## Task statement
Could the lines from the one with "[mark] the advertising" through the end of the listing be restated exactly, with nothing else included?

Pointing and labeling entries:
## BEGIN
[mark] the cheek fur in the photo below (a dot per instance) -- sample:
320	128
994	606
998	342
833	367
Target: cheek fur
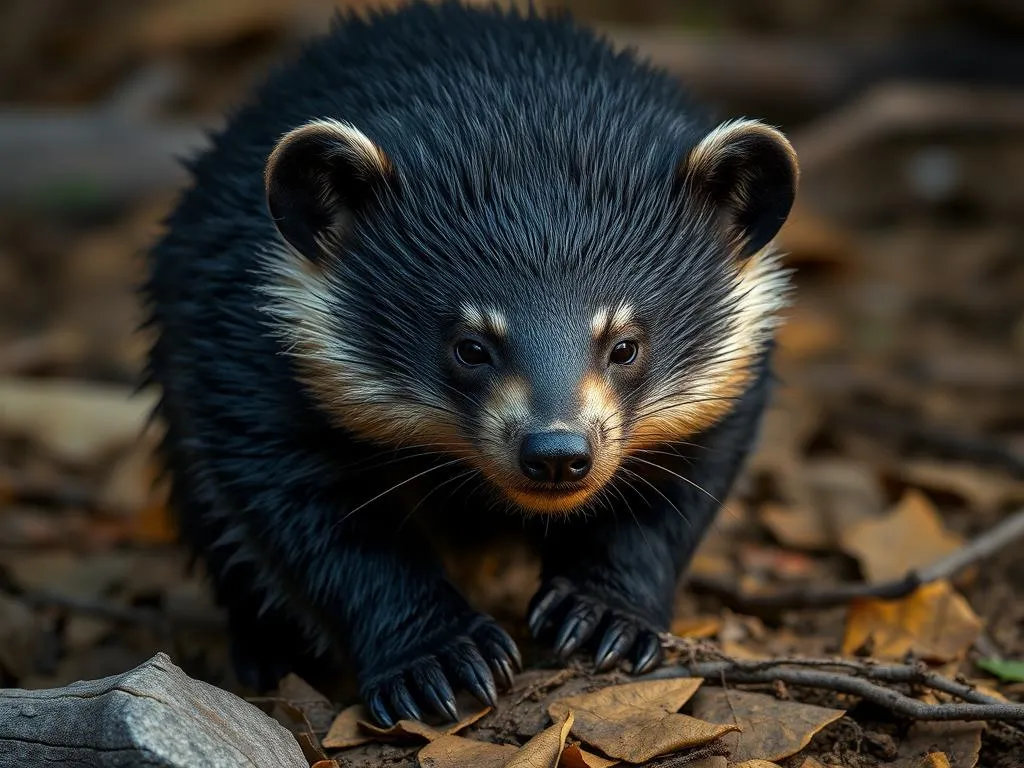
305	305
692	401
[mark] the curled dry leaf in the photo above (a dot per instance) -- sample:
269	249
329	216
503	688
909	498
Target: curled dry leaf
911	537
696	627
637	722
456	752
353	727
983	489
317	712
75	421
935	623
769	728
543	751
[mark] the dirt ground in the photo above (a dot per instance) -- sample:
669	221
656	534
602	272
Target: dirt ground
896	435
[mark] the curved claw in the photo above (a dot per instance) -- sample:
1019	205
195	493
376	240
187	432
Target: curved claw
647	654
402	701
435	690
617	640
475	675
375	702
583	619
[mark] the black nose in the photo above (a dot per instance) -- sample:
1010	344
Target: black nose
554	457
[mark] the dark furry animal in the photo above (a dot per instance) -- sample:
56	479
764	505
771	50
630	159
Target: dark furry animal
461	270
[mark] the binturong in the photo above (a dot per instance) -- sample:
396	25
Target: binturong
453	272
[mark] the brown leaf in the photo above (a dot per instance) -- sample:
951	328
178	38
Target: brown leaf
935	623
771	729
983	489
353	727
74	421
637	722
544	750
957	742
835	496
576	757
653	696
911	537
696	627
315	708
456	752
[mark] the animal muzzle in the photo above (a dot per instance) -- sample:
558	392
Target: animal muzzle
558	457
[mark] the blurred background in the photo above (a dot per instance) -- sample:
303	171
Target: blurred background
902	361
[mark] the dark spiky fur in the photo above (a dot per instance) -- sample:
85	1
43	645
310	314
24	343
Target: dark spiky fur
524	166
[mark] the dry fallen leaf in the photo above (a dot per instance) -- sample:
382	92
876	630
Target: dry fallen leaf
544	750
637	722
957	742
771	729
982	488
353	727
574	756
315	708
457	752
910	537
75	421
696	627
935	623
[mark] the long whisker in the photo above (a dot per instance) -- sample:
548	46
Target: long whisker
395	486
676	474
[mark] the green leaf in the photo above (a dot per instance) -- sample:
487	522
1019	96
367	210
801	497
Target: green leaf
1009	671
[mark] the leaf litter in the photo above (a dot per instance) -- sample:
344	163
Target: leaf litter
895	437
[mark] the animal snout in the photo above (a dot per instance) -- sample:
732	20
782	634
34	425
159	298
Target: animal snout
555	457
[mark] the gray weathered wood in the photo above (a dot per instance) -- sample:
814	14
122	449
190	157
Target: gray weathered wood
154	715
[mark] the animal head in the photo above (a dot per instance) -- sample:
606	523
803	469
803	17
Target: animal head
537	315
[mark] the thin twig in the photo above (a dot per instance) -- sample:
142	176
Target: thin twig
1006	532
855	682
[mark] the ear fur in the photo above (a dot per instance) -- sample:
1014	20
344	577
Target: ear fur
748	172
317	178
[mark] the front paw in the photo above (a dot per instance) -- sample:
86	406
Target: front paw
472	654
577	615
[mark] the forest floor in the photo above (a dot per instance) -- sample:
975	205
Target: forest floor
895	438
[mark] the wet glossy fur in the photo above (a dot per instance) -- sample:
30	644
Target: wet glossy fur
307	548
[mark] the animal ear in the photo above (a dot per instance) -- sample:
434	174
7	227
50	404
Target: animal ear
318	177
748	173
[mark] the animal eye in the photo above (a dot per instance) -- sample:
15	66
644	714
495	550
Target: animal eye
624	353
471	353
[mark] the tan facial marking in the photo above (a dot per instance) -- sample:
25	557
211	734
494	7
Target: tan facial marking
611	321
684	409
486	321
348	139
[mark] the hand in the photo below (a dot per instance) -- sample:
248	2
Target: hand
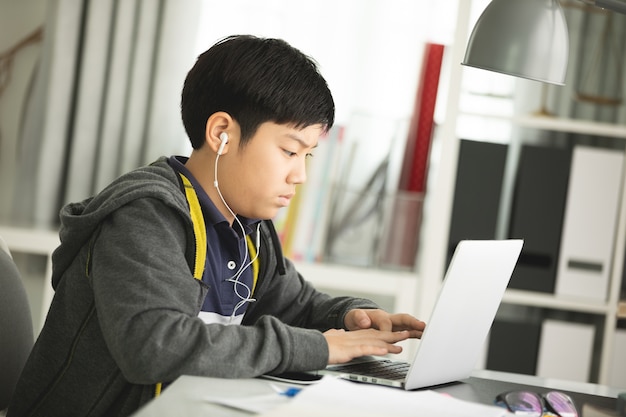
381	320
344	346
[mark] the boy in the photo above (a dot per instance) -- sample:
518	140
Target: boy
128	313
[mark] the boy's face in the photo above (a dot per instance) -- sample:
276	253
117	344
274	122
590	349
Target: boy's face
260	178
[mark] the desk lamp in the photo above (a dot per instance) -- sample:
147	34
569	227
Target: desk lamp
524	38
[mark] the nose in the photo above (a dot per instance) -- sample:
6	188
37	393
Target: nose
297	175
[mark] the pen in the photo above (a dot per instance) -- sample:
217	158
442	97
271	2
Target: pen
289	392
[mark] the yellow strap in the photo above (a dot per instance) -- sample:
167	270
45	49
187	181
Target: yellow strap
199	231
255	263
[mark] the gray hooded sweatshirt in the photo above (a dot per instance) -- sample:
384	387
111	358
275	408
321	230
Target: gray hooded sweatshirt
125	312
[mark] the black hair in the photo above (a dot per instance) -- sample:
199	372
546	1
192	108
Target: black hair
255	80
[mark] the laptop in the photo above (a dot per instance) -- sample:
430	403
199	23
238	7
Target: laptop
455	333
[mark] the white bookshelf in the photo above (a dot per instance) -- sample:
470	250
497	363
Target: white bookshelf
439	200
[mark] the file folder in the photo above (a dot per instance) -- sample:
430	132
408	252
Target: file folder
513	346
477	193
590	222
537	215
565	350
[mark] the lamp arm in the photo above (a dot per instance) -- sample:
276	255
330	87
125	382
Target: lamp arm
612	5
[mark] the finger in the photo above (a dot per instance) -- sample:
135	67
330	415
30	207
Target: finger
358	319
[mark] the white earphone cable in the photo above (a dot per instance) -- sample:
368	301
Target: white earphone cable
235	278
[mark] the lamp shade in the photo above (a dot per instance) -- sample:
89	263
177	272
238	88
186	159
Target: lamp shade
524	38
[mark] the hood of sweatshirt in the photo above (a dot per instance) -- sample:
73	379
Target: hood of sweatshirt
80	220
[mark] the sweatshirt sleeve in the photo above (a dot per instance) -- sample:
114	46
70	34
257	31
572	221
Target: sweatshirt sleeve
147	303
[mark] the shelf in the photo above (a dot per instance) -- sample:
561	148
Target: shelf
560	124
544	300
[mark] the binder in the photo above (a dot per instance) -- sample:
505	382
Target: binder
590	222
537	215
565	350
477	193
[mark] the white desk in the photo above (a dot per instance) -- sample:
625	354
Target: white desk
195	396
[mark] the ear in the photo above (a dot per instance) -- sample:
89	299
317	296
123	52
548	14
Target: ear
218	123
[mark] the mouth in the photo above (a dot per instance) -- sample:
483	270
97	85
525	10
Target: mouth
283	200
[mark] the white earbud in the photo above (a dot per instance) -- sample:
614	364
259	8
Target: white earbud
224	139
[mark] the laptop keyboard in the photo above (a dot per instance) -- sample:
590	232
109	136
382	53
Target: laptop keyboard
378	369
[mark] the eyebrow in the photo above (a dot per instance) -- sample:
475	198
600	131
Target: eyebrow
301	141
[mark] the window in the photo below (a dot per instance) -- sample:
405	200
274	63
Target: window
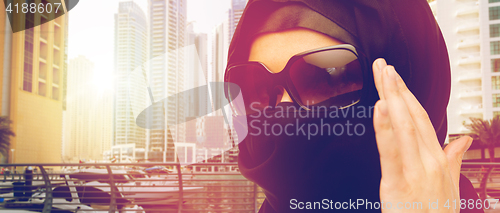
495	82
28	52
496	100
495	13
495	47
495	65
494	30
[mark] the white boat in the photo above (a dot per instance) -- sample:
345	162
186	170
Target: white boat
135	186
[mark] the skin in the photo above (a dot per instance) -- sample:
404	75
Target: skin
414	166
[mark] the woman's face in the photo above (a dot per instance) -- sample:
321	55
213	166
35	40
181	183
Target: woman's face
275	49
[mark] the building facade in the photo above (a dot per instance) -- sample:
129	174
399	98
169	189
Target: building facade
167	66
33	64
130	74
88	115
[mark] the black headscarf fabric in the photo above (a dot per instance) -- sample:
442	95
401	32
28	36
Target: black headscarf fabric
405	34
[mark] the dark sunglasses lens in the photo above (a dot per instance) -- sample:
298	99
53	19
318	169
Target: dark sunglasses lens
327	78
254	83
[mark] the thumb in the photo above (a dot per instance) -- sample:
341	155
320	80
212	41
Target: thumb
455	152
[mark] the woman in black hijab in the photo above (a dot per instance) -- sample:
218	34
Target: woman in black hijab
296	169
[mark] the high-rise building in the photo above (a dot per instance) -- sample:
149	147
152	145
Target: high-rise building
130	74
33	64
167	33
88	116
196	74
235	12
471	31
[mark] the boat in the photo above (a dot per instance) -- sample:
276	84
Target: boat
134	185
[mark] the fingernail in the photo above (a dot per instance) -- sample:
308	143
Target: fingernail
392	73
382	107
469	142
381	64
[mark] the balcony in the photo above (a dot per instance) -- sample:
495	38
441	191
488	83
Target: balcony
469	75
467	43
471	59
471	92
472	109
473	10
473	25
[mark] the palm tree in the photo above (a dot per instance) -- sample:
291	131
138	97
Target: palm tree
486	132
5	134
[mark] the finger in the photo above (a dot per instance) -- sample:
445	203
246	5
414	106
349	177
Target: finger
378	66
390	156
421	120
454	153
402	123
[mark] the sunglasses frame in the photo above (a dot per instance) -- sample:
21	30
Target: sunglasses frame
284	80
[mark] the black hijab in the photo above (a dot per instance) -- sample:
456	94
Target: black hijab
405	33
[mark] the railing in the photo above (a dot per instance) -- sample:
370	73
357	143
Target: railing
167	187
126	188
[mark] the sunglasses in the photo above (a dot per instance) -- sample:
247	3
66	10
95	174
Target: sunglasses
330	77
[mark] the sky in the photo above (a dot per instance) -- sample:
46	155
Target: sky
91	27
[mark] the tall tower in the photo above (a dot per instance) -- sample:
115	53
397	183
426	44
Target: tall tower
130	56
88	117
197	101
166	76
472	32
237	7
33	64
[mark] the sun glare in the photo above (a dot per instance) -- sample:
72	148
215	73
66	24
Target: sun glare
103	81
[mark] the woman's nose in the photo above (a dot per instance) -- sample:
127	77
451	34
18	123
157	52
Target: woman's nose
282	96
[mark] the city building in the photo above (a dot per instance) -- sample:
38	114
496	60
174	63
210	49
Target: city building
235	12
166	75
197	100
130	73
471	29
33	84
88	116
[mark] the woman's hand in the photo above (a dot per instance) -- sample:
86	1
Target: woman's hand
416	172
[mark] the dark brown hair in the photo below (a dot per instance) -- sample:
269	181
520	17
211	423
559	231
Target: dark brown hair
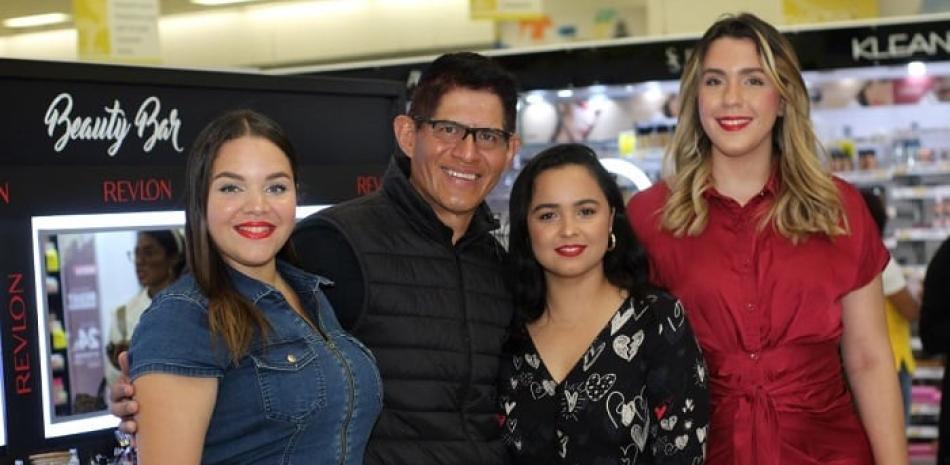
465	70
231	317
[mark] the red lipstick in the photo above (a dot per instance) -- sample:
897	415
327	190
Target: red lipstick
255	229
733	123
570	250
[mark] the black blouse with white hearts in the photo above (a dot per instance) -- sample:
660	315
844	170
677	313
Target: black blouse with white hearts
637	396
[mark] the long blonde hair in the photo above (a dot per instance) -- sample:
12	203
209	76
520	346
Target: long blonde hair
807	200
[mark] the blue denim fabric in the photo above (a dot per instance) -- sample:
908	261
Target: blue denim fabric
299	397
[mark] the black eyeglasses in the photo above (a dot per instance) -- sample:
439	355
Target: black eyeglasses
451	132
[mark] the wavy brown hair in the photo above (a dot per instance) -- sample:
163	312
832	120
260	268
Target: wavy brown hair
807	200
232	318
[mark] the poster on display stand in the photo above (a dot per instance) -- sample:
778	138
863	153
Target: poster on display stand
93	154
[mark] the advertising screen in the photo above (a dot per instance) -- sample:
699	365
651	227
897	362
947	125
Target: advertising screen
86	282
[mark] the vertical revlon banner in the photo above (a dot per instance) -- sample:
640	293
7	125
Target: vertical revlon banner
124	31
81	313
499	10
817	11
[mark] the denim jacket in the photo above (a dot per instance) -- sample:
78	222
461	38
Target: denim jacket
299	397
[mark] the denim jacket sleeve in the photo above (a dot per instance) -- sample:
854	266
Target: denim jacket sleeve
173	337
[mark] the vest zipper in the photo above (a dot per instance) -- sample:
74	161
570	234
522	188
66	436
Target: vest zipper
467	338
## END
## Completed exercise
[mark] the advertising screen in the photo above (a dot per instance) -- sample:
699	365
651	227
897	362
947	125
Target: advertising screen
86	282
[mark] the vertical revlon banner in the photo above (a dot per instance) -- sample:
640	293
7	125
Target: vertical revlon banner
124	31
81	313
499	10
817	11
[mark] the denim jacket in the photo above (a dot per instance) -- sample:
78	222
461	38
Target: denim jacket
299	397
[mark] the denim jacket sleeve in the photo above (a dot per instance) -- sample:
854	266
Target: denim jacket sleeve
173	337
[mark] the vest zipper in the photo above (a dot per instance) -- sample:
74	161
570	234
522	188
66	436
Target: vest zipper
467	338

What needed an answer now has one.